[Given text]
Bluegrass Beacon: EPA using medieval tactics when dealing with Kentucky coal
By JIM WATERS
Bluegrass Institute for Public Policy Solutions
Friday, May 11, 2012 – Roman legions? Horrific crucifixions? Sacking dissenters and making examples out of their deaths?
These may sound like some of the gruesome tactics used by military commanders of the ancient world, but according to Al Armendariz, who, until recently, was regional administrator for the Environmental Protection Agency, it’s much more relevant to modern America than we’d care to believe.
Shockingly, these are all tactics Armendariz used to describe the EPA’s strategies for shutting down local energy plants and making examples out of those who would dare question the draconian edicts of the EPA. We in Kentucky should take somber note of such threats since it is our energy sector that the EPA’s legions have specifically targeted for “crucifixion” – all in the name of extreme environmentalism.
According to Armendariz, those in the current administration were not just whistling Dixie when they stated their goal to bankrupt all coal-fired power plants and Appalachia’s energy sector – an industry that directly provides Kentuckians with more than 70,000 jobs.

[What to work on]
A - Translate this sentence from the Kentucky coal op-ed into Spanish: "We in Kentucky should take somber note of such threats since it is our energy sector that the EPA’s legions have specifically targeted for “crucifixion” – all in the name of extreme environmentalism."
B - Which questions does the Kentucky coal op-ed pose in its opening paragraph? Write each one on its own line.
C - Reproduce the passage of the Kentucky coal op-ed that starts at the words "Shockingly, these are" and ends after "of extreme environmentalism.".

[Supplied entries]
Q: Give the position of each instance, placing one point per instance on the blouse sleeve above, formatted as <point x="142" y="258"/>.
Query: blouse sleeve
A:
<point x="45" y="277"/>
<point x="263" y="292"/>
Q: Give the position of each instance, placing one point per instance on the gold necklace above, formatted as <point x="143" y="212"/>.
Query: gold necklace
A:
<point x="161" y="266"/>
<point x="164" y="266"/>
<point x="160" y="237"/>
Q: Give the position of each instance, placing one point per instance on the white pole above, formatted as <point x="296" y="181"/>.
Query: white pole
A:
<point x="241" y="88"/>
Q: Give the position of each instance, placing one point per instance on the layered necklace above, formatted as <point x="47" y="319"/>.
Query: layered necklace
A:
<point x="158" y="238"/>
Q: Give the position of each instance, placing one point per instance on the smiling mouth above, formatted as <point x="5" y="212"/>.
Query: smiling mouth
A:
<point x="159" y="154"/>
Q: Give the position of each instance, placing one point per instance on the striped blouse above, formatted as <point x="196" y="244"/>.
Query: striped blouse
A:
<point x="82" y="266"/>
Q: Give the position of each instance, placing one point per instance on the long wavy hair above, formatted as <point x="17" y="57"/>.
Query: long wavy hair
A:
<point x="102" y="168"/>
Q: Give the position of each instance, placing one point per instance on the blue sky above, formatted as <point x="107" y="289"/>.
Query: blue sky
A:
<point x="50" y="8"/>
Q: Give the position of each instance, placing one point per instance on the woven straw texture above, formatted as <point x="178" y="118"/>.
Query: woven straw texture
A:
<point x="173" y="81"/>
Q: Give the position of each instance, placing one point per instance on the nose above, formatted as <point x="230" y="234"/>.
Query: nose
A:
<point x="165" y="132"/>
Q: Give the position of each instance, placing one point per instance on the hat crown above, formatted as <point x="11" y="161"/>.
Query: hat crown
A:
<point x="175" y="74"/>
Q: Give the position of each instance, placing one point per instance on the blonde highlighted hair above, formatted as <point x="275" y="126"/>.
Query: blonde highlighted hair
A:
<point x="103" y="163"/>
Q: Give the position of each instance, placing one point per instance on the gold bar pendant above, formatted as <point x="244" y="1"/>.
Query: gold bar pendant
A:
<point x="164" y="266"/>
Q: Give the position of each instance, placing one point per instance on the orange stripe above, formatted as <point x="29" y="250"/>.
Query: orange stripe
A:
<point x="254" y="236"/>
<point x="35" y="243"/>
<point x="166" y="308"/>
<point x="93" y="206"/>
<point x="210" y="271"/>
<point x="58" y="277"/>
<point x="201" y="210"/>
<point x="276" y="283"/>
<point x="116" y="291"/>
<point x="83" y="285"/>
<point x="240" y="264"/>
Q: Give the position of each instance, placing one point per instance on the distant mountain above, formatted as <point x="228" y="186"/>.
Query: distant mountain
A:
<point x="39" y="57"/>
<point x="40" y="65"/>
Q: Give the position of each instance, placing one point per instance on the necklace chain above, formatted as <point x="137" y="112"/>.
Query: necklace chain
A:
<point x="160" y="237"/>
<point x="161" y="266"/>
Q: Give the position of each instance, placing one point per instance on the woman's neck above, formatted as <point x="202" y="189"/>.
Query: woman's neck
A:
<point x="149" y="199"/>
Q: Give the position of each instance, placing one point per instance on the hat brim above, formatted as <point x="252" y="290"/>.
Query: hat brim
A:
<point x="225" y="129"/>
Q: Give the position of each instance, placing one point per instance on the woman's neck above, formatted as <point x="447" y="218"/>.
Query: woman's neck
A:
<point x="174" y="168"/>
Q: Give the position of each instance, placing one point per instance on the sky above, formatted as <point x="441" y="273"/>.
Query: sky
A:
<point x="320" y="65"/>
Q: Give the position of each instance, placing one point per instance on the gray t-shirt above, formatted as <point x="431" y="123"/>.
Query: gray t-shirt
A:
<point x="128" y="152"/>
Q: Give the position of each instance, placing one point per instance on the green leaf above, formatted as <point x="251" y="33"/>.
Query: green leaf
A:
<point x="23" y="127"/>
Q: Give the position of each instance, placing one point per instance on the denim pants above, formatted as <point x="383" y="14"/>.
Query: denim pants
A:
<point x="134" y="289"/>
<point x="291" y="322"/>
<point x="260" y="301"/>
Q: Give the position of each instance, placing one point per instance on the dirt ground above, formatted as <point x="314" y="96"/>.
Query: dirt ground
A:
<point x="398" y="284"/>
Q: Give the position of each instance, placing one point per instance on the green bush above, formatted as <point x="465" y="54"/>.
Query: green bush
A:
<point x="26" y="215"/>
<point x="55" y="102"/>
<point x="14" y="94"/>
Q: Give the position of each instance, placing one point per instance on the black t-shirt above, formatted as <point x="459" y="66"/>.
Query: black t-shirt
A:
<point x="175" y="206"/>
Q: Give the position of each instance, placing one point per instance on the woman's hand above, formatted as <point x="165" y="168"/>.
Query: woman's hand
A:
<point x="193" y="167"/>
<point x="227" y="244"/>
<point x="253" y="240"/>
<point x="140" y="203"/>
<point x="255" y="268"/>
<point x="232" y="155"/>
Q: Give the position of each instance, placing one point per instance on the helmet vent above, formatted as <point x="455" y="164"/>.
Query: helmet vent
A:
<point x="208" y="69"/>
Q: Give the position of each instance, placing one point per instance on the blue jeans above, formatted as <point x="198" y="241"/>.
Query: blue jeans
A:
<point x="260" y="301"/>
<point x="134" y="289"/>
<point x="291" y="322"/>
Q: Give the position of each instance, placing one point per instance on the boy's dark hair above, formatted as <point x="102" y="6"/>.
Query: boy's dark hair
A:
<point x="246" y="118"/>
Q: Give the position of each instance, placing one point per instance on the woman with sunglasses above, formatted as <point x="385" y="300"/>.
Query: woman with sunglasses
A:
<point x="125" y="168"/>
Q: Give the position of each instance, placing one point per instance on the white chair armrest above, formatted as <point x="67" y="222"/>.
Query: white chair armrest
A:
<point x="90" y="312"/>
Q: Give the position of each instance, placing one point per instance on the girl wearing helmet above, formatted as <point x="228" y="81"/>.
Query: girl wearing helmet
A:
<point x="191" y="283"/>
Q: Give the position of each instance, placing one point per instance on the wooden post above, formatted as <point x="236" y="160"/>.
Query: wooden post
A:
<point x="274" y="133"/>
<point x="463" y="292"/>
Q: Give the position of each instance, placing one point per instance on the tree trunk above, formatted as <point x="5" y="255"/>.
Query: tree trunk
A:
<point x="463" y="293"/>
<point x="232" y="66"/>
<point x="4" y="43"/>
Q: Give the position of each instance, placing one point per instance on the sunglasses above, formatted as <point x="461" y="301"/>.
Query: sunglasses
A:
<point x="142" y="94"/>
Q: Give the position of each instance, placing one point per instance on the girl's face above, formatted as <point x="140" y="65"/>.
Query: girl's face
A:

[Worked solutions]
A - Los que vivimos en Kentucky deberíamos tomar nota con seriedad de tales amenazas, ya que es nuestro sector energético el que las legiones de la EPA han señalado específicamente para la «crucifixión», todo en nombre del ecologismo extremo.

B -
Roman legions?
Horrific crucifixions?
Sacking dissenters and making examples out of their deaths?

C -
Shockingly, these are all tactics Armendariz used to describe the EPA’s strategies for shutting down local energy plants and making examples out of those who would dare question the draconian edicts of the EPA. We in Kentucky should take somber note of such threats since it is our energy sector that the EPA’s legions have specifically targeted for “crucifixion” – all in the name of extreme environmentalism.